### Problem details
Only the lines holding the word "clicks" are wanted; copy each of them from the listing.

### Data excerpts

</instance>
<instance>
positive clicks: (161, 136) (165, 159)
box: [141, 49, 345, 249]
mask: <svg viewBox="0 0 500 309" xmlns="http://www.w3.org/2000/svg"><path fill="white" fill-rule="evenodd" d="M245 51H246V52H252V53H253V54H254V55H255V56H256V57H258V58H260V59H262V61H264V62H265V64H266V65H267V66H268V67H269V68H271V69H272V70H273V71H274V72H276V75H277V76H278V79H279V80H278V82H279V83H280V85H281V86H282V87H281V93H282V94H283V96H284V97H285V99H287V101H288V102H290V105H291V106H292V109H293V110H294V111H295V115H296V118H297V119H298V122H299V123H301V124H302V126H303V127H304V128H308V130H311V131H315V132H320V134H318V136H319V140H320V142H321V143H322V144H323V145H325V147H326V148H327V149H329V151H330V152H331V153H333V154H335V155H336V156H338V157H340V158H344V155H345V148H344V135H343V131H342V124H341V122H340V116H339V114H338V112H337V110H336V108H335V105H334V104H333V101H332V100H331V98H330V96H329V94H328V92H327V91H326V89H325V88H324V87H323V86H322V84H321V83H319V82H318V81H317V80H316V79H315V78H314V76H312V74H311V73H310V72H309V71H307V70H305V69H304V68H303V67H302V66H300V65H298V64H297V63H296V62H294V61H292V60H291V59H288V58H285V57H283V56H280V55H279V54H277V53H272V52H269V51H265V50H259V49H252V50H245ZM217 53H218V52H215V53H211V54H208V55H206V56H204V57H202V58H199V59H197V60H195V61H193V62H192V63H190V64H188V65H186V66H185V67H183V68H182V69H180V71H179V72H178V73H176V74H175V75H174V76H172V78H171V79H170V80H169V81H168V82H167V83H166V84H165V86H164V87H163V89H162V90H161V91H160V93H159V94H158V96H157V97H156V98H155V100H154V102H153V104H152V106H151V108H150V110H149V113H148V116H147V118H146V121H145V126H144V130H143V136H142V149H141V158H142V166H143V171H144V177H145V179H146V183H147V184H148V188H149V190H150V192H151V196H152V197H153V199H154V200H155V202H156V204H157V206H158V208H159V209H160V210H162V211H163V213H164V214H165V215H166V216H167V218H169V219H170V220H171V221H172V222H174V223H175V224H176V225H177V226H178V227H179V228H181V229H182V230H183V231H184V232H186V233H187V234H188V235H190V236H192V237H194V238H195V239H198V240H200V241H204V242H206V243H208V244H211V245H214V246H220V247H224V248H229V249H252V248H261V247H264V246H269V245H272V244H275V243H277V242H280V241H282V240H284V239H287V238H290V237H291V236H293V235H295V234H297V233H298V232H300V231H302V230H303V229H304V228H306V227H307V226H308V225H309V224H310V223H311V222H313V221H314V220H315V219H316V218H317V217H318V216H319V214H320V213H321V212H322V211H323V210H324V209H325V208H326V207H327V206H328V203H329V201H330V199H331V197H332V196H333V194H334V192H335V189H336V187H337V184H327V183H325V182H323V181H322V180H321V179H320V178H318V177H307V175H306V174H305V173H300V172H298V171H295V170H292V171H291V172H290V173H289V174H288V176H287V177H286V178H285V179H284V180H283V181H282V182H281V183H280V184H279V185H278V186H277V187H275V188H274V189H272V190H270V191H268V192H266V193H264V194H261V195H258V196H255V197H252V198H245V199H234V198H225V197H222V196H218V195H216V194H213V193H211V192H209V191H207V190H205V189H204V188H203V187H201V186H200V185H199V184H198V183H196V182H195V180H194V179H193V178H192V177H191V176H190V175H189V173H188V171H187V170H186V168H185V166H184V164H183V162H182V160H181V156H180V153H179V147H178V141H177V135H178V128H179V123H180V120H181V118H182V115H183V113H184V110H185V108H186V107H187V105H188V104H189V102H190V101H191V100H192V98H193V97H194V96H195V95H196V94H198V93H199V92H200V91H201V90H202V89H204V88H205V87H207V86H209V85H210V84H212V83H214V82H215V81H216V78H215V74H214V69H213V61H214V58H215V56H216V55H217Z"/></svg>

...

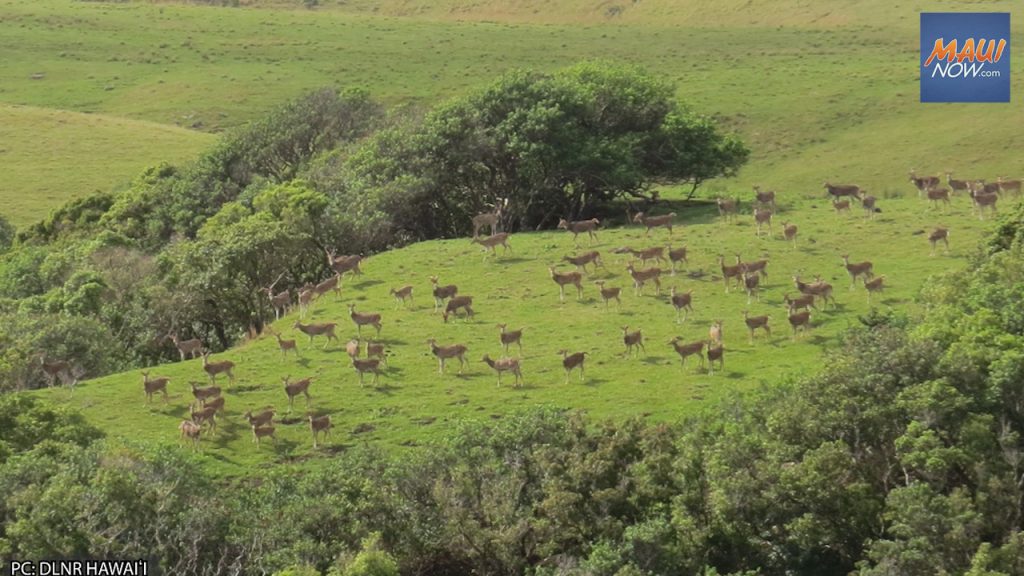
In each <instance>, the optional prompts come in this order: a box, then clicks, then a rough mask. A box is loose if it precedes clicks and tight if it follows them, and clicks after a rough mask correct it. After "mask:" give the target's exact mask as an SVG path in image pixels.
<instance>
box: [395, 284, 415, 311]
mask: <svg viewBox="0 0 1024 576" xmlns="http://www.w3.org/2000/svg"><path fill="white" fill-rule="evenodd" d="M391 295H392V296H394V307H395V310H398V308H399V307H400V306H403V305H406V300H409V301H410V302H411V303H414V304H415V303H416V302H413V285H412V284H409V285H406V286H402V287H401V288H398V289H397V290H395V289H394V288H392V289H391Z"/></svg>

### Solution to the problem
positive clicks: (161, 136) (165, 159)
In each <instance>, the optional prompts come in this order: a box, then clicks, then a rough mask. A box is loose if it precedes clicks and tight if it follows them, and clicks after a rough mask correct it. After "mask:" give the target's exact mask as an SVG path in image pixels.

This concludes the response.